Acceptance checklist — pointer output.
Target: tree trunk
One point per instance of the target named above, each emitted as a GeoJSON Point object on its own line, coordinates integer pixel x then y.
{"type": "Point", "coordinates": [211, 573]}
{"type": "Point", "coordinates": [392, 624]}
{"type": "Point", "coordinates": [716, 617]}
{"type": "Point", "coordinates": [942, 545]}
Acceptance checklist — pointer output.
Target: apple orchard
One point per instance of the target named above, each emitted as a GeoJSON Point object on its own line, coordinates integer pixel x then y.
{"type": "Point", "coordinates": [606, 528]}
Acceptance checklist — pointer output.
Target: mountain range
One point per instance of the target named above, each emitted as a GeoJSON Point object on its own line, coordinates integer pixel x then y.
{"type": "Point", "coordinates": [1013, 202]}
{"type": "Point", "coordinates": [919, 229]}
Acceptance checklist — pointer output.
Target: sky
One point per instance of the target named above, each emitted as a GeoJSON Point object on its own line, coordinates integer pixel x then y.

□ □ □ □ □ □ □

Write the data out once more, exactly as it was given.

Acceptance checklist — pointer output.
Target: tree trunk
One point per instance of the target named above, each emitted as a GeoJSON Point object on its own line, coordinates integer pixel x then y.
{"type": "Point", "coordinates": [211, 573]}
{"type": "Point", "coordinates": [392, 624]}
{"type": "Point", "coordinates": [716, 617]}
{"type": "Point", "coordinates": [942, 545]}
Acceptance checklist — pointer output.
Target: apple orchard
One point per instance of the target named above, each emitted as a GeoJSON Point object on its own line, coordinates integer pixel x then y.
{"type": "Point", "coordinates": [606, 528]}
Acceptance checklist — pointer output.
Target: mountain range
One point per instance of the target named above, each emitted as a GeoJSON Point object on its own line, coordinates integer pixel x then y.
{"type": "Point", "coordinates": [1013, 202]}
{"type": "Point", "coordinates": [919, 229]}
Acceptance checklist — pointer output.
Target: sky
One point per instance of the target named above, each emitted as a GeoJSON Point object on its own line, coordinates integer pixel x then y.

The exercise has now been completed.